Work required: Report how many lines of the data below contain the string "roof", treating uppercase and lowercase as different, and give only that number.
**** Stored records
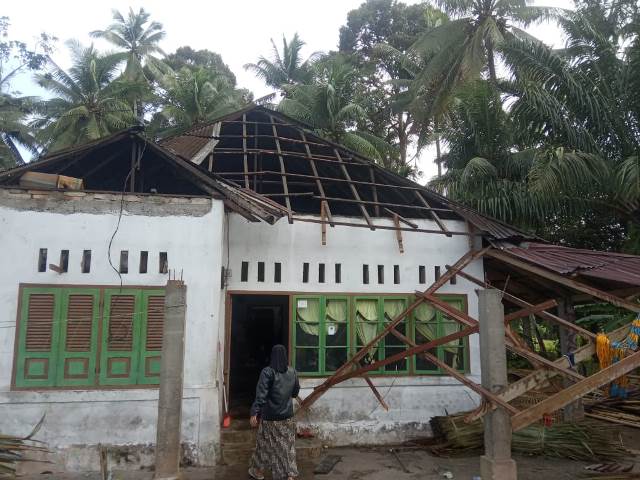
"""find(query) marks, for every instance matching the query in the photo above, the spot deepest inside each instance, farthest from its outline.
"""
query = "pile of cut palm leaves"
(586, 440)
(622, 411)
(17, 449)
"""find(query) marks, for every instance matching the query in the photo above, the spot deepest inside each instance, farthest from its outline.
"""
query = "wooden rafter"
(285, 187)
(434, 215)
(568, 282)
(340, 375)
(401, 218)
(354, 190)
(456, 374)
(396, 222)
(524, 304)
(374, 190)
(575, 391)
(245, 160)
(314, 169)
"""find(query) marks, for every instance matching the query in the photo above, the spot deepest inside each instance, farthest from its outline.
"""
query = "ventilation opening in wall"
(244, 272)
(164, 263)
(64, 260)
(277, 272)
(85, 265)
(144, 261)
(261, 271)
(124, 261)
(42, 260)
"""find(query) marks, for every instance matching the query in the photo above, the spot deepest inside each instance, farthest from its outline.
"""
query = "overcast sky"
(239, 30)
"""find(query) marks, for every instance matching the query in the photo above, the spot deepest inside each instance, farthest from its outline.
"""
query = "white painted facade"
(113, 416)
(349, 413)
(194, 234)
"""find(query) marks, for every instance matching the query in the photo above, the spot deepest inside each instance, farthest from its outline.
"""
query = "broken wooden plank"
(568, 282)
(354, 190)
(396, 222)
(574, 392)
(285, 187)
(376, 392)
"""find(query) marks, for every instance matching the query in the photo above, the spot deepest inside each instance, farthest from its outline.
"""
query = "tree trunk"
(492, 63)
(438, 161)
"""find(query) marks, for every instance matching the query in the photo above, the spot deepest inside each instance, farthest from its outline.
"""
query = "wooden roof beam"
(354, 190)
(434, 215)
(314, 169)
(285, 187)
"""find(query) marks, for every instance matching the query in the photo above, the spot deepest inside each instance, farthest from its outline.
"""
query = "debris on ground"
(587, 440)
(326, 464)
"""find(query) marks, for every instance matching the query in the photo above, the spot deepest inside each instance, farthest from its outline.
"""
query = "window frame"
(462, 298)
(322, 340)
(58, 353)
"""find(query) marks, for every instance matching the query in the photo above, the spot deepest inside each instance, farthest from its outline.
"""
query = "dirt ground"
(377, 464)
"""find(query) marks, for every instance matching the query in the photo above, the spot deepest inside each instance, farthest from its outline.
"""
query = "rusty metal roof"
(608, 266)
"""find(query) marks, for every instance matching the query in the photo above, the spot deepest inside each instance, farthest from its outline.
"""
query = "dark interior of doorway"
(258, 322)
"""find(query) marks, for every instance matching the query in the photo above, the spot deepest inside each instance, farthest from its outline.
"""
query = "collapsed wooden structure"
(544, 368)
(265, 166)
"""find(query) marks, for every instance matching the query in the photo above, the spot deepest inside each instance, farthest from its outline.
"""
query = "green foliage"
(88, 102)
(326, 104)
(210, 61)
(195, 95)
(285, 67)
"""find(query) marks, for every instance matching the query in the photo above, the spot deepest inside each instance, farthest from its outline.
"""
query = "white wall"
(349, 413)
(190, 231)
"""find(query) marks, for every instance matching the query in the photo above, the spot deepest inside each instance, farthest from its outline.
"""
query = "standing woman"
(275, 441)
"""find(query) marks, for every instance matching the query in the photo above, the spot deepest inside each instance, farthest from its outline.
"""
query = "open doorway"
(258, 322)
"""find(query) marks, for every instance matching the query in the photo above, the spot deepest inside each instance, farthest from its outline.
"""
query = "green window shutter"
(38, 338)
(152, 328)
(78, 327)
(120, 337)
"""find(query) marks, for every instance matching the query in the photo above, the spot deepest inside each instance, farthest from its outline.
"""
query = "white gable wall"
(190, 231)
(349, 413)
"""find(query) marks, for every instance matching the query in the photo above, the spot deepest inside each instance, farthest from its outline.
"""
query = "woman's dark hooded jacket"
(277, 385)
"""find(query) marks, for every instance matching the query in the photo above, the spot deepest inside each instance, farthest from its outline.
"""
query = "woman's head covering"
(279, 360)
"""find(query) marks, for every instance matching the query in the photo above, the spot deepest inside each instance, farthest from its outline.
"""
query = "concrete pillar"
(496, 463)
(574, 412)
(171, 379)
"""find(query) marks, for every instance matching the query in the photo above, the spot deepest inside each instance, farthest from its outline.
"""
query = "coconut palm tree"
(88, 102)
(138, 37)
(489, 169)
(286, 68)
(460, 50)
(193, 96)
(14, 130)
(326, 104)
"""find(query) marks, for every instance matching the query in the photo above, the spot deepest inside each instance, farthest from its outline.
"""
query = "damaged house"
(280, 237)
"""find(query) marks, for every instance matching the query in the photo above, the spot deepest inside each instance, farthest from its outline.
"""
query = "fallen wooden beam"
(479, 389)
(568, 282)
(376, 392)
(525, 312)
(574, 392)
(524, 304)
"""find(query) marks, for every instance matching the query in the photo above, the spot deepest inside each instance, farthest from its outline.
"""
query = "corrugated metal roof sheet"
(609, 266)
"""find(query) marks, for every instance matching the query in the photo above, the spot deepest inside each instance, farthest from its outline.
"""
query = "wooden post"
(496, 463)
(573, 412)
(171, 380)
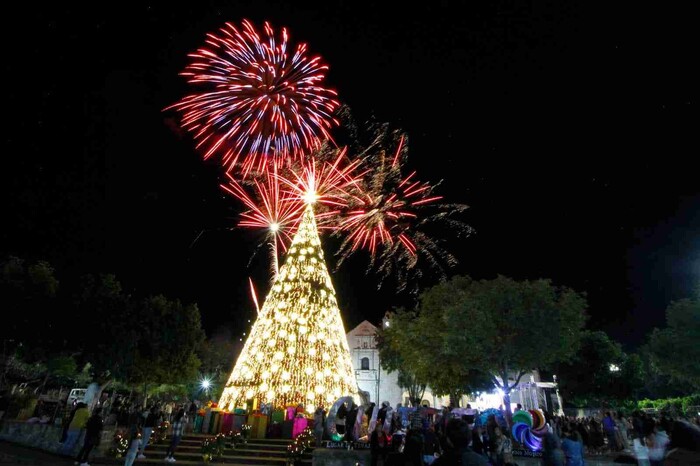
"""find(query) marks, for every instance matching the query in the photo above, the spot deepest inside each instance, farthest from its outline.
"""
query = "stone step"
(250, 445)
(237, 451)
(187, 458)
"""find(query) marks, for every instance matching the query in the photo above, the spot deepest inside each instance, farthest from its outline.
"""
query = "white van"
(75, 396)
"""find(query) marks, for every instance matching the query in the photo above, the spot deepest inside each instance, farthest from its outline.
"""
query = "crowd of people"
(140, 424)
(427, 436)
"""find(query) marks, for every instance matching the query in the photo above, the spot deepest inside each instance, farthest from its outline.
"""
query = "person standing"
(77, 424)
(319, 423)
(191, 415)
(379, 445)
(132, 451)
(572, 446)
(609, 428)
(148, 425)
(457, 449)
(93, 432)
(179, 424)
(552, 454)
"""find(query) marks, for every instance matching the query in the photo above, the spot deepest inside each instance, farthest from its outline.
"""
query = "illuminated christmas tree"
(297, 352)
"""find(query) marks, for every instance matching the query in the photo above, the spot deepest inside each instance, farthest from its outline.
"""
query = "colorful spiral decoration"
(483, 417)
(528, 428)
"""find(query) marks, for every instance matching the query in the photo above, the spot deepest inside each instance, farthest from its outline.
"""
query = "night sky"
(566, 129)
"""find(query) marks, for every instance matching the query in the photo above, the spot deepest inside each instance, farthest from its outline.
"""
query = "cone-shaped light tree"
(297, 352)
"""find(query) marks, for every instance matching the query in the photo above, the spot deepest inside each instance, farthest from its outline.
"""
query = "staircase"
(255, 452)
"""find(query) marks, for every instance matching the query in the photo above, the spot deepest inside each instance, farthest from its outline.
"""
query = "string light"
(297, 352)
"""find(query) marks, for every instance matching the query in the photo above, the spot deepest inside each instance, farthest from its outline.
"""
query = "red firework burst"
(382, 214)
(395, 216)
(329, 179)
(269, 206)
(258, 101)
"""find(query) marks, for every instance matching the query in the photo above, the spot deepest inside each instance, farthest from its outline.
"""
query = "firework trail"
(256, 99)
(395, 215)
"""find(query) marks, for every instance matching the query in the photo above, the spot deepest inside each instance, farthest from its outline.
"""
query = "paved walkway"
(15, 455)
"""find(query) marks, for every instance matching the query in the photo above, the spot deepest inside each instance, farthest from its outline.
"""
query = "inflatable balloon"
(528, 428)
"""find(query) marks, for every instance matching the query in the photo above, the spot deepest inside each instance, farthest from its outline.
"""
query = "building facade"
(380, 385)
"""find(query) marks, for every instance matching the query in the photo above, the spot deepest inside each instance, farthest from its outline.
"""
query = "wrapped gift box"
(275, 430)
(198, 421)
(287, 428)
(227, 423)
(300, 424)
(278, 415)
(258, 426)
(215, 426)
(238, 421)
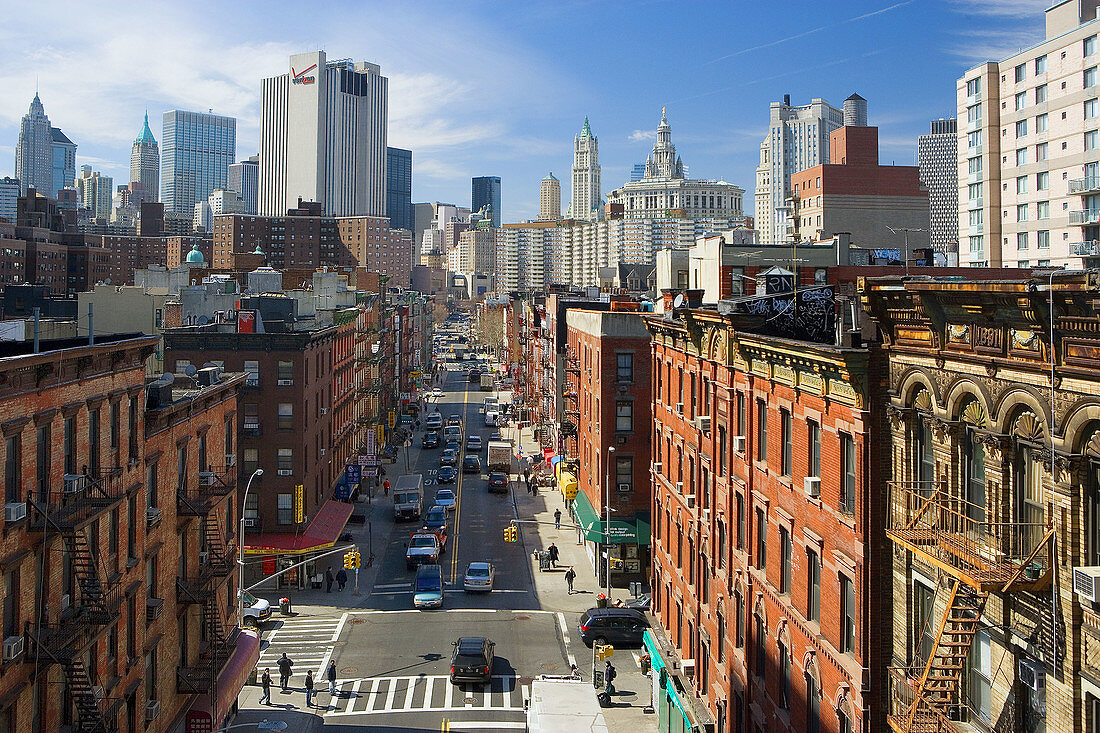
********
In response: 3